**Extrait du document**.
-.-.-
Les deux jeunes filles sont sœurs, filles du grand-prêtre, destinées elles-mêmes à la prêtrise, mais leur vie n’est pas des plus simples. Les jalousies et les haines de la cité vont les éloigner petit à petit l’une de l’autre, la belle Domaris ne voyant pas grandir sa petite sœur. Les différents dieux, les différentes croyances et toutes les prophéties qui gouvernent l’antique cité d’Atlantis vont engouffrer les deux jeunes femmes dans un cercle infernal d’ambition et d’innocence, les éloignant de la vie qui aurait pu être la leur, pour forger un nouveau destin.

Ce roman, Marion Zimmer Bradley raconte qu’elle le portait en elle depuis de très longues années, depuis son adolescence en fait, pour enfin écrire aujourd’hui cette destinée riche en rebondissement de deux êtres purs que les ambitions et la politique vont éloigner puis détruire. Ceux qui ont aimé "Les dames du lac" reconnaîtront la force des personnages et aimeront cette histoire pleine de force et de tristesse qui forge le destin d’un monde autour de la vie de deux jeunes filles pleines d’espoir confrontées aux réalités de la vie des puissants. Domaris et Déoris entreront alors dans nos bibliothèques comme dans nos cœurs, personnages riches qui nourrissent notre imaginaire.
-.-.-
**Extraits de données**.
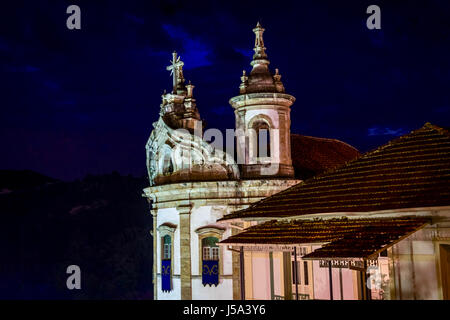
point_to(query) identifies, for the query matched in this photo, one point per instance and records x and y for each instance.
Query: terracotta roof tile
(408, 172)
(312, 155)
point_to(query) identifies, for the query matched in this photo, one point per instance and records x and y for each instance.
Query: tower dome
(263, 108)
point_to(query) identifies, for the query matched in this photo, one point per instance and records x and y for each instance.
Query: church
(194, 184)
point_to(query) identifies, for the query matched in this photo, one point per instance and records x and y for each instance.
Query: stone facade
(193, 184)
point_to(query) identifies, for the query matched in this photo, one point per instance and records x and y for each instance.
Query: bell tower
(262, 112)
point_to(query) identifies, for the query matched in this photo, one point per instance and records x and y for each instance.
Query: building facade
(193, 183)
(377, 227)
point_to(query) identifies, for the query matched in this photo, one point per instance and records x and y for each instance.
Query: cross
(175, 68)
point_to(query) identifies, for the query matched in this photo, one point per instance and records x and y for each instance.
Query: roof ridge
(425, 127)
(326, 139)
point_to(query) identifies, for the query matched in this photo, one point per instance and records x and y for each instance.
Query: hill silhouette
(101, 223)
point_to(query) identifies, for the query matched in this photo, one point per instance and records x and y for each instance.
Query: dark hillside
(101, 224)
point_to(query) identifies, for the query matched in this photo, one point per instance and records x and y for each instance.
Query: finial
(176, 70)
(190, 87)
(260, 56)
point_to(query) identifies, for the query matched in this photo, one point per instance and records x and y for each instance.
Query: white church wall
(169, 215)
(415, 268)
(261, 275)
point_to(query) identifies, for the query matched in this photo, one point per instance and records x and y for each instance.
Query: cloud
(385, 131)
(195, 52)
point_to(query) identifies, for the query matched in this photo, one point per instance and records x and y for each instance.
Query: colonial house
(377, 227)
(194, 184)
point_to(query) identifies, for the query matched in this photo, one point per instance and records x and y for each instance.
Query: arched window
(166, 247)
(262, 131)
(210, 249)
(167, 164)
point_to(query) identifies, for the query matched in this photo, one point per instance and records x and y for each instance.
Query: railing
(301, 296)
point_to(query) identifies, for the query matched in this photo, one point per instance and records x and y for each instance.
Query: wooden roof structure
(345, 238)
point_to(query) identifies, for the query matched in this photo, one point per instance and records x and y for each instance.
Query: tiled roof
(312, 155)
(346, 238)
(408, 172)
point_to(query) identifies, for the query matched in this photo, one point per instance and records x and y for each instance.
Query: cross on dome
(176, 69)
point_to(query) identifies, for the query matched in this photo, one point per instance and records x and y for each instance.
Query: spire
(260, 56)
(176, 71)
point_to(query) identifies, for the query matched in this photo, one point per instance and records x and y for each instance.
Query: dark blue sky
(78, 102)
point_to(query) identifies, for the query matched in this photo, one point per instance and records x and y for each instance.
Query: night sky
(75, 102)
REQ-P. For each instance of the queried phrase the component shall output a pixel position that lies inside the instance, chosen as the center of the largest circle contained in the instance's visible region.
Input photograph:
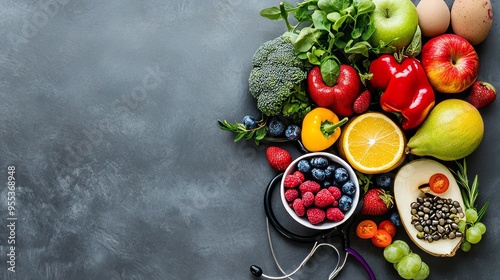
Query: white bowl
(326, 224)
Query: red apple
(450, 62)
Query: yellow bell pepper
(320, 129)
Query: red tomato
(439, 183)
(382, 238)
(388, 226)
(366, 229)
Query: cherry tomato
(366, 229)
(439, 183)
(382, 238)
(388, 226)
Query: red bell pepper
(406, 88)
(338, 98)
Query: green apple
(394, 20)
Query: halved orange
(372, 143)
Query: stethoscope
(319, 239)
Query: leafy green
(257, 133)
(330, 33)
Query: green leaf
(330, 71)
(272, 13)
(336, 26)
(307, 37)
(302, 13)
(333, 16)
(364, 6)
(327, 6)
(415, 46)
(313, 59)
(368, 32)
(359, 48)
(356, 32)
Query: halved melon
(406, 190)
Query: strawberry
(481, 94)
(278, 158)
(376, 202)
(362, 102)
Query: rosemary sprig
(259, 133)
(469, 192)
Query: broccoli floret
(276, 75)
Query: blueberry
(249, 122)
(318, 174)
(292, 132)
(341, 175)
(394, 218)
(384, 181)
(321, 162)
(327, 183)
(276, 127)
(304, 166)
(349, 188)
(345, 203)
(329, 170)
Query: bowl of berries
(320, 190)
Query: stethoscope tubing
(323, 235)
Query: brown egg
(472, 19)
(433, 17)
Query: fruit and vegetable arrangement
(392, 88)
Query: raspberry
(291, 194)
(315, 215)
(323, 198)
(308, 199)
(334, 214)
(291, 181)
(299, 207)
(310, 186)
(300, 175)
(335, 191)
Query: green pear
(452, 130)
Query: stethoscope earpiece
(256, 271)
-.-.-
**Questions**.
(1) D'après le passage, de qui les deux jeunes filles sont-elles les filles ?
(2) Reproduisez à l'identique, s'il vous plaît, la partie du passage qui commence à « Les deux jeunes filles » et se termine à « un nouveau destin. ».

**Réponses par tâche**.
(1) Du grand-prêtre.

(2)
Les deux jeunes filles sont sœurs, filles du grand-prêtre, destinées elles-mêmes à la prêtrise, mais leur vie n’est pas des plus simples. Les jalousies et les haines de la cité vont les éloigner petit à petit l’une de l’autre, la belle Domaris ne voyant pas grandir sa petite sœur. Les différents dieux, les différentes croyances et toutes les prophéties qui gouvernent l’antique cité d’Atlantis vont engouffrer les deux jeunes femmes dans un cercle infernal d’ambition et d’innocence, les éloignant de la vie qui aurait pu être la leur, pour forger un nouveau destin.